>> BEGIN THE RECORDS

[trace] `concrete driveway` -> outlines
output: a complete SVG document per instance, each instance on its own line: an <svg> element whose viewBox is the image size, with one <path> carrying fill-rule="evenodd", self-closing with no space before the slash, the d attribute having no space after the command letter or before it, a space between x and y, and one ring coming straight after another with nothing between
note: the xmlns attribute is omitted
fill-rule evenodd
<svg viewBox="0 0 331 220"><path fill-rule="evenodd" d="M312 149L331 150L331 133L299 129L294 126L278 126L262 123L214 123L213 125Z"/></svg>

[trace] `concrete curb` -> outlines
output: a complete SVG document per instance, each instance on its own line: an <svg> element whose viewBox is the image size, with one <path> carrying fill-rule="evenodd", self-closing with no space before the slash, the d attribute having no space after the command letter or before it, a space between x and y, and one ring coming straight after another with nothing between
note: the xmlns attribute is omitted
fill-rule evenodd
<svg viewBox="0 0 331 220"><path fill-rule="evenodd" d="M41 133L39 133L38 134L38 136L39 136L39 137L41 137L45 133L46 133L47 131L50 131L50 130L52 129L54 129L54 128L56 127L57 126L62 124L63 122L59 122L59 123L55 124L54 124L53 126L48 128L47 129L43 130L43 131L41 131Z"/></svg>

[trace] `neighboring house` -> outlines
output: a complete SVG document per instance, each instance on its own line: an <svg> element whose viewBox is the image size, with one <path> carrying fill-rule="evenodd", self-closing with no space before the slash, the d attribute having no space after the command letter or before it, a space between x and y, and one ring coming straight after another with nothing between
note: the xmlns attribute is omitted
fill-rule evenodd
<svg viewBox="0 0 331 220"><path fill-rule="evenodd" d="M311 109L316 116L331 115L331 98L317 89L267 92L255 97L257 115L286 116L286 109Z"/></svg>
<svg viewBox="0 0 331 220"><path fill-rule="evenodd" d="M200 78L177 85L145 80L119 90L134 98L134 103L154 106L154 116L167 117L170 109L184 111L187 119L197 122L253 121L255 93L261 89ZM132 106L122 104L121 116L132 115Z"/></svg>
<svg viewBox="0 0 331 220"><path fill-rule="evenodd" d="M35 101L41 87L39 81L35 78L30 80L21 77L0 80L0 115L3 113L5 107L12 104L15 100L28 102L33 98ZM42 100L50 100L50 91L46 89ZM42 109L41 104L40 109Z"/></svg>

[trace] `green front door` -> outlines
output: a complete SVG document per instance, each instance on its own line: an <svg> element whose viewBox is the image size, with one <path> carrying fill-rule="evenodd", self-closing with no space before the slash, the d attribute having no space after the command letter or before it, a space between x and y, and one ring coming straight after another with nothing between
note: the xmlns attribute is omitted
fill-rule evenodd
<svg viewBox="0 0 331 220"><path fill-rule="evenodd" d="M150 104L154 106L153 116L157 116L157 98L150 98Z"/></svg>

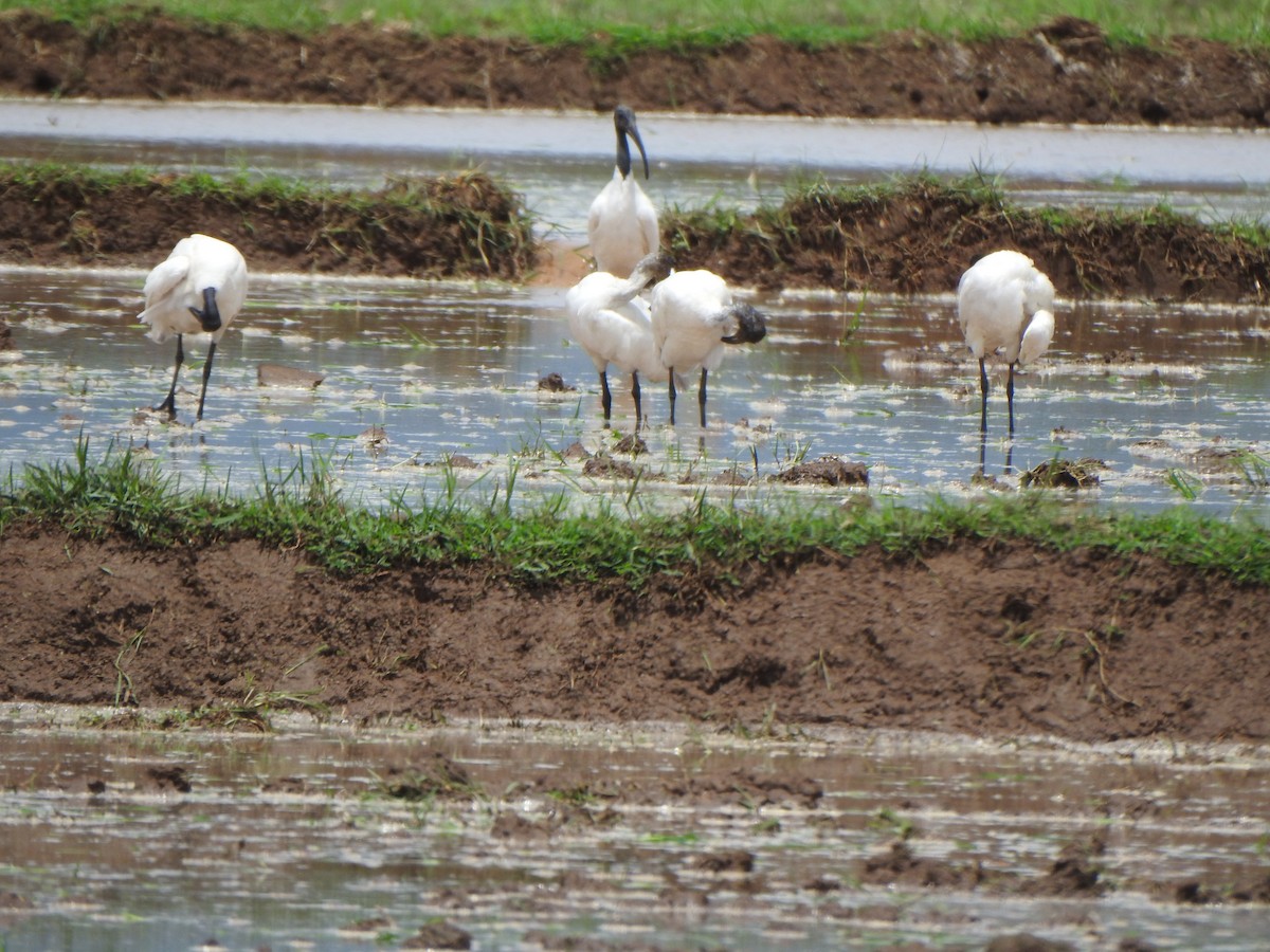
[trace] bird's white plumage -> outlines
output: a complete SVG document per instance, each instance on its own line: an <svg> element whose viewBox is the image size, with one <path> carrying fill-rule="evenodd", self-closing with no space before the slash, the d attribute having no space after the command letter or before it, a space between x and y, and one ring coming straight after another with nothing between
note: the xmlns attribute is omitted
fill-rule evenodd
<svg viewBox="0 0 1270 952"><path fill-rule="evenodd" d="M565 294L569 333L598 372L603 373L612 364L624 373L665 380L665 369L653 345L649 307L638 296L644 284L644 281L593 272Z"/></svg>
<svg viewBox="0 0 1270 952"><path fill-rule="evenodd" d="M177 242L166 260L146 278L146 308L137 320L149 324L147 335L163 343L173 334L201 334L203 326L190 314L202 307L203 289L216 288L220 340L246 301L246 263L234 245L208 235L190 235Z"/></svg>
<svg viewBox="0 0 1270 952"><path fill-rule="evenodd" d="M714 371L723 362L723 338L734 334L732 289L714 272L676 272L653 288L653 340L658 358L676 373Z"/></svg>
<svg viewBox="0 0 1270 952"><path fill-rule="evenodd" d="M597 272L625 278L660 242L657 209L635 180L630 143L639 147L644 176L648 176L648 155L640 138L635 113L625 105L613 109L613 131L617 133L617 157L613 178L591 203L587 216L587 240Z"/></svg>
<svg viewBox="0 0 1270 952"><path fill-rule="evenodd" d="M1031 363L1054 338L1054 286L1031 258L993 251L975 261L958 284L958 320L970 353L998 350L1006 363Z"/></svg>
<svg viewBox="0 0 1270 952"><path fill-rule="evenodd" d="M641 258L657 250L657 209L634 175L613 169L613 178L591 203L587 237L596 270L618 277L630 274Z"/></svg>

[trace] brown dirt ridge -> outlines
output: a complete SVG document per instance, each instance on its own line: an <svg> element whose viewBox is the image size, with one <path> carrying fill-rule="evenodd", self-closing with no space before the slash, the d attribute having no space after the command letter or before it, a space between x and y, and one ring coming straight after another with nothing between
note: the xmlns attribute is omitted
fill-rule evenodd
<svg viewBox="0 0 1270 952"><path fill-rule="evenodd" d="M1069 17L983 41L631 51L603 37L545 47L373 24L269 32L144 6L79 29L18 10L0 17L0 94L1262 128L1270 51L1115 44Z"/></svg>
<svg viewBox="0 0 1270 952"><path fill-rule="evenodd" d="M340 578L254 541L156 550L25 526L0 536L0 578L4 702L254 691L362 718L1270 737L1266 592L1148 556L960 541L632 592L488 566Z"/></svg>

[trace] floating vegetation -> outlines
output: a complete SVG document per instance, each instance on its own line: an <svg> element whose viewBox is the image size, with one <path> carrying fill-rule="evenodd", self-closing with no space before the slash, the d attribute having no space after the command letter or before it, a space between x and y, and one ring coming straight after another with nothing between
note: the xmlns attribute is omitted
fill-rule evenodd
<svg viewBox="0 0 1270 952"><path fill-rule="evenodd" d="M848 463L836 456L822 456L781 470L772 480L796 486L867 486L869 467L864 463Z"/></svg>
<svg viewBox="0 0 1270 952"><path fill-rule="evenodd" d="M1046 459L1019 476L1019 484L1034 489L1090 489L1099 485L1101 459Z"/></svg>

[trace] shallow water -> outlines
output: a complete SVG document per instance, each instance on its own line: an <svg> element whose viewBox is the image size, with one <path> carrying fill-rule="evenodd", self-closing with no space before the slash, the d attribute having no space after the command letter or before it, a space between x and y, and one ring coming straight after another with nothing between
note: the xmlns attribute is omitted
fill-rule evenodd
<svg viewBox="0 0 1270 952"><path fill-rule="evenodd" d="M251 491L262 473L284 479L320 458L372 504L462 486L484 501L508 484L513 503L627 496L630 484L584 477L579 461L561 458L575 442L611 449L615 435L601 428L596 372L568 340L560 289L257 275L217 352L206 416L192 426L201 338L188 341L180 423L144 413L166 392L175 348L135 324L142 281L123 270L4 273L0 307L15 343L0 355L5 458L69 459L88 438L99 449L152 454L187 487ZM874 495L921 501L979 491L970 487L980 452L977 371L950 296L813 293L756 303L770 335L711 374L706 430L696 424L695 381L681 395L677 428L665 425L664 385L645 385L653 426L638 461L646 468L639 500L700 491L742 501L789 491L841 499L852 490L779 490L768 481L826 454L867 463ZM993 377L989 473L1006 476L1007 456L1013 475L1055 456L1090 457L1106 465L1101 485L1082 491L1091 500L1265 514L1260 456L1228 453L1264 452L1270 314L1082 303L1060 307L1059 321L1046 358L1019 378L1012 448L1002 373ZM324 381L315 390L259 386L262 363ZM540 390L551 372L577 391ZM620 434L634 425L632 405L620 374L612 386ZM452 457L475 466L447 466ZM711 485L729 470L757 480Z"/></svg>
<svg viewBox="0 0 1270 952"><path fill-rule="evenodd" d="M76 729L76 716L0 711L0 895L30 902L0 909L9 952L370 947L434 918L474 948L532 947L535 932L814 949L978 946L1027 930L1078 948L1138 937L1250 949L1270 922L1265 906L1152 897L1264 868L1265 751L878 732L747 740L655 725L103 734ZM423 774L437 755L466 772L470 795L385 793L394 767ZM156 767L183 770L189 792L157 790ZM812 793L747 800L751 778L775 777ZM720 779L721 793L705 793ZM668 797L667 784L702 792ZM575 811L556 825L568 791L588 791L578 802L591 819ZM538 826L503 835L500 816ZM1111 890L1030 899L860 885L862 861L907 826L919 857L1029 878L1101 831L1096 864ZM754 858L748 875L700 867L738 849ZM353 928L368 919L380 922Z"/></svg>
<svg viewBox="0 0 1270 952"><path fill-rule="evenodd" d="M359 185L480 162L522 188L554 236L578 244L612 147L607 117L574 113L9 100L0 122L13 133L5 157ZM1167 197L1223 218L1262 217L1270 188L1270 140L1252 133L660 114L641 117L641 128L658 166L650 193L688 207L771 198L809 171L876 180L916 168L997 169L1003 187L1038 201ZM154 453L187 485L235 491L259 484L262 471L283 479L318 454L372 501L471 482L485 499L513 482L513 501L579 489L626 496L625 484L597 485L559 458L575 440L592 452L606 444L596 374L566 340L561 291L254 275L249 306L218 353L207 419L192 430L135 415L165 392L173 349L131 326L142 278L5 273L0 307L18 347L0 357L5 458L67 458L88 435L99 447ZM968 491L980 451L974 368L954 359L963 355L950 297L789 294L756 303L771 335L730 354L714 376L704 439L682 419L665 429L665 396L645 386L655 428L643 462L659 479L644 480L639 499L692 495L700 477L728 468L757 476L761 489L721 493L765 495L766 477L820 454L867 462L875 494ZM1264 514L1260 456L1231 453L1261 453L1266 324L1259 308L1062 307L1055 345L1021 381L1012 451L996 377L988 472L1005 473L1007 457L1015 470L1059 454L1092 457L1110 468L1088 498ZM190 344L185 421L204 347ZM916 348L926 353L912 359L906 352ZM316 371L325 382L316 391L262 388L260 363ZM578 392L541 393L537 380L549 372ZM621 430L632 424L626 390L615 381ZM693 402L688 393L688 419ZM436 466L451 454L479 468Z"/></svg>
<svg viewBox="0 0 1270 952"><path fill-rule="evenodd" d="M566 240L584 240L612 174L607 116L239 103L0 100L0 157L283 173L377 187L386 175L472 165L509 182ZM1114 126L719 117L641 113L658 206L753 208L823 174L980 173L1015 201L1167 202L1209 221L1270 213L1270 140L1256 132Z"/></svg>
<svg viewBox="0 0 1270 952"><path fill-rule="evenodd" d="M330 116L9 103L0 121L14 135L0 150L337 184L475 160L522 188L565 240L579 240L585 206L608 174L603 117ZM1251 133L1015 135L655 116L641 117L641 127L655 162L649 190L663 204L716 198L744 207L814 170L875 180L979 165L1001 170L1025 201L1167 197L1208 217L1264 217L1270 170L1270 140ZM814 140L799 138L804 132ZM509 150L525 136L527 145ZM611 440L598 425L591 363L566 340L560 289L257 274L218 352L206 419L189 426L198 339L178 395L182 424L138 414L165 393L173 357L170 344L152 344L135 324L142 281L128 270L0 273L0 312L17 345L0 354L5 463L72 459L88 438L90 456L127 447L185 486L255 491L263 479L284 481L320 458L372 503L465 487L486 500L512 484L517 504L606 496L638 509L702 491L742 504L792 493L836 505L860 491L766 482L798 458L834 453L872 467L874 496L978 491L969 485L979 459L975 373L960 354L949 296L756 300L771 335L729 354L714 374L704 434L691 423L665 428L665 396L645 388L654 426L640 462L652 476L632 494L630 484L591 480L560 458L574 440L592 451ZM1020 381L1012 462L1097 457L1109 470L1083 498L1264 519L1264 473L1247 462L1232 468L1222 454L1265 452L1267 327L1264 308L1064 303L1054 347ZM260 387L262 363L325 380L316 390ZM541 392L537 380L552 371L578 391ZM999 374L994 383L984 449L988 471L1001 473L1008 451ZM690 391L681 404L690 420L693 404ZM629 430L625 383L615 382L615 411L616 426ZM451 454L478 467L442 465ZM729 468L757 468L762 481L702 481ZM481 796L405 803L377 795L386 765L436 753L478 777ZM156 764L185 769L190 793L146 787L145 770ZM660 807L626 796L613 825L572 824L541 839L493 835L498 815L545 821L558 812L544 793L552 782L655 791L706 767L806 777L824 796L814 809L739 796ZM88 787L94 781L104 784L99 793ZM478 948L528 944L533 930L664 948L812 949L982 944L1026 929L1080 948L1140 937L1162 948L1251 949L1270 930L1265 906L1180 906L1143 885L1198 878L1219 889L1264 869L1264 750L876 732L743 741L645 725L394 734L296 722L268 736L118 735L79 730L74 713L4 708L0 783L0 897L11 891L32 904L0 905L8 952L192 948L210 939L229 948L368 948L434 918L471 933ZM921 857L982 857L1029 877L1067 843L1105 830L1100 864L1116 889L1101 900L1039 900L859 886L859 863L885 849L899 821L917 825ZM729 886L697 902L695 890L718 883L695 861L738 847L754 854L753 877L724 875ZM678 891L664 892L669 883Z"/></svg>

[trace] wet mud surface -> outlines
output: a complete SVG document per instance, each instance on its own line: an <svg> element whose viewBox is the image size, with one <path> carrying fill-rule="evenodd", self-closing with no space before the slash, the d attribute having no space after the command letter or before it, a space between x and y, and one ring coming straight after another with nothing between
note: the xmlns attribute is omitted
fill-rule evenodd
<svg viewBox="0 0 1270 952"><path fill-rule="evenodd" d="M0 18L0 94L6 95L598 113L621 100L636 109L702 113L1260 128L1270 107L1267 76L1270 57L1260 51L1199 41L1157 50L1113 48L1077 22L988 43L894 37L808 52L758 39L710 55L634 53L601 69L579 50L423 41L368 27L298 37L189 28L147 17L80 33L27 13ZM1195 95L1196 89L1204 95ZM123 221L127 211L121 204L98 215L103 222ZM782 273L768 261L756 264L756 254L767 249L701 244L693 254L701 255L697 263L729 274L781 274L777 283L946 289L979 245L1017 244L1020 237L1012 231L975 231L973 240L958 245L963 261L945 246L942 220L949 215L933 204L897 206L885 215L875 209L859 218L867 225L847 235L846 245L841 227L834 231L832 222L809 221L808 232L827 234L831 244L801 258L790 255L794 267ZM55 217L66 226L65 209ZM225 228L231 227L230 217ZM954 217L977 221L960 212ZM17 218L23 227L43 227L36 216ZM204 230L217 230L215 217L199 221L210 222ZM85 235L81 227L81 239ZM1259 298L1259 288L1270 287L1257 270L1232 277L1229 246L1196 250L1196 242L1206 240L1180 226L1176 235L1152 240L1097 234L1093 244L1074 251L1027 250L1052 272L1060 293L1073 297L1245 300ZM277 244L287 246L284 239ZM291 246L304 249L305 242L297 237ZM845 270L843 263L852 260L850 249L869 248L893 248L894 254L885 260L860 258L857 270ZM932 248L944 250L932 255ZM1120 260L1109 249L1132 250L1133 258ZM151 263L145 249L130 254L112 254L91 242L67 248L65 237L51 231L4 249L6 260L22 263ZM298 251L290 259L279 254L264 267L399 273L385 261L312 264ZM538 267L551 273L546 253ZM568 275L549 279L564 282ZM0 322L0 347L6 330ZM851 473L841 461L822 459L801 477L841 485ZM114 704L116 713L102 722L108 729L103 736L152 727L147 712L156 710L201 712L193 720L169 715L166 726L174 730L204 726L251 734L268 726L272 711L320 706L329 717L361 725L443 725L451 718L601 726L669 721L738 736L801 736L805 730L845 727L993 740L1045 735L1088 743L1264 745L1270 739L1265 702L1270 594L1148 556L959 541L919 557L809 553L796 564L751 566L738 586L709 571L667 576L636 593L618 584L516 586L488 566L423 566L342 578L296 552L251 541L156 550L122 537L89 541L51 527L14 526L0 536L0 650L6 659L0 666L0 702ZM56 770L24 774L10 765L4 782L24 796L85 798L93 809L118 811L124 819L133 797L145 811L155 809L156 798L175 803L178 815L187 800L198 802L212 783L203 773L207 759L187 760L132 758L121 762L126 768L110 768L67 758L58 759ZM371 759L357 779L302 773L253 778L237 760L234 764L239 784L234 798L276 798L286 807L279 812L287 824L295 823L288 810L296 803L315 798L352 803L364 797L371 774L377 796L411 810L442 803L443 815L461 812L474 791L513 790L504 776L488 776L485 767L443 754L403 763ZM993 948L1074 947L1038 944L1043 941L1008 924L972 925L982 913L970 915L956 905L909 905L913 895L936 892L988 897L987 902L1006 908L1068 900L1073 905L1045 908L1025 922L1038 932L1083 933L1087 942L1081 944L1088 947L1116 947L1119 941L1120 948L1152 948L1146 941L1120 938L1130 934L1124 930L1100 935L1096 904L1126 892L1171 908L1270 899L1264 858L1251 859L1251 848L1238 853L1247 859L1242 868L1220 873L1128 872L1124 857L1137 844L1124 830L1152 819L1177 828L1187 821L1181 806L1154 800L1147 781L1147 792L1120 791L1072 806L1076 819L1050 831L1044 848L1035 848L1025 863L1001 842L950 850L945 840L925 839L922 830L890 812L845 817L841 810L827 810L827 797L845 795L805 765L772 772L701 758L690 773L625 784L610 774L597 781L593 770L545 777L513 767L519 770L514 777L519 796L485 807L479 821L460 819L456 825L471 826L466 835L475 840L481 862L525 854L535 872L514 881L495 876L475 886L469 880L462 887L424 894L422 902L413 897L408 923L375 915L372 909L366 915L349 911L342 942L368 944L395 933L399 947L465 947L474 933L480 941L480 925L472 923L491 908L513 923L521 922L517 915L550 920L560 909L593 908L599 910L594 919L602 922L615 906L632 902L622 872L631 857L652 854L657 854L655 881L645 883L635 908L652 909L657 920L672 920L697 938L701 933L695 930L709 923L706 910L719 910L723 918L757 914L777 929L792 928L791 922L834 922L853 935L900 934L898 923L922 920L927 934L975 932L974 947L983 946L986 929L996 935ZM1185 802L1179 793L1177 805ZM904 803L897 807L903 814ZM1011 812L1010 806L993 809ZM38 812L38 803L30 810ZM784 869L781 863L805 847L784 853L772 847L773 828L753 823L763 810L777 811L786 829L818 830L834 859L809 871ZM726 826L732 831L726 844L672 836L663 840L672 845L653 847L649 836L664 831L650 830L649 817L665 811L691 816L704 829L729 811L745 820ZM941 821L947 811L956 814L958 807L937 805L931 821ZM333 839L340 845L331 849L338 853L358 823L349 820L347 807L331 812L339 814ZM325 816L320 810L311 815ZM890 829L878 831L869 845L836 844L836 836L879 816ZM414 816L410 824L417 821ZM22 829L28 823L24 816ZM315 829L311 820L306 823L306 829ZM413 829L401 824L385 829L398 829L398 835ZM202 857L208 868L232 868L235 876L258 866L269 872L269 861L251 853L258 845L251 839L255 828L245 826L241 836L229 824L220 839L199 830L182 847L180 862ZM1250 840L1260 831L1252 830ZM616 872L598 871L592 862L597 842L617 844ZM568 868L554 864L561 849L587 859ZM6 854L14 863L17 853ZM109 850L103 856L109 864ZM130 875L146 866L137 863L131 843L119 857L119 868ZM422 872L418 857L390 859L348 863L347 869L330 863L328 875L362 881L370 868L376 880L408 883L434 875ZM32 883L48 862L30 859L29 881L0 887L0 937L47 914L46 896ZM279 871L282 878L291 876L283 861L273 862L269 887L277 887ZM431 857L429 863L431 871ZM908 899L894 901L890 892ZM70 901L112 914L123 905L118 894L105 890L98 896L88 886ZM297 908L302 902L290 901ZM544 948L664 947L634 932L626 939L584 934L526 924L502 938ZM766 938L775 942L789 934ZM937 944L956 947L945 938Z"/></svg>
<svg viewBox="0 0 1270 952"><path fill-rule="evenodd" d="M1267 595L1149 557L958 542L809 555L739 588L337 578L250 541L0 538L0 701L789 724L1080 741L1270 737ZM135 641L140 645L133 647ZM126 677L124 677L126 675Z"/></svg>

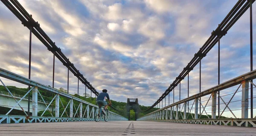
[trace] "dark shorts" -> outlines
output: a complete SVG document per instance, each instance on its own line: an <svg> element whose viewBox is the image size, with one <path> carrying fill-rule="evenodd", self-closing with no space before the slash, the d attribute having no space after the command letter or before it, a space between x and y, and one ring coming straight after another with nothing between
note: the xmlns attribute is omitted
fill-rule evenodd
<svg viewBox="0 0 256 136"><path fill-rule="evenodd" d="M101 105L102 106L105 106L106 105L108 105L108 103L105 101L103 100L97 100L96 101L96 103L99 106L99 105Z"/></svg>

>> END THE RECORDS

__REQUIREMENTS__
Render the lines above as a numbered list, starting at the first line and ending at the line that contains "149L331 150L331 133L299", with blank lines left out.

__EXERCISE RESULT__
1. [trace] `concrete driveway` -> outlines
2. output: a complete SVG document per instance, each instance on its own line: an <svg> element whose viewBox is the image size, with one <path> carrying fill-rule="evenodd", self-closing with no space before the slash, the d attribute having no space after the command letter or before it, a space between x and y, and one ring coming straight after another with nothing between
3. note: the xmlns attribute is omitted
4. fill-rule evenodd
5. <svg viewBox="0 0 331 220"><path fill-rule="evenodd" d="M312 149L331 150L331 133L299 129L294 126L278 126L262 123L214 123L213 125Z"/></svg>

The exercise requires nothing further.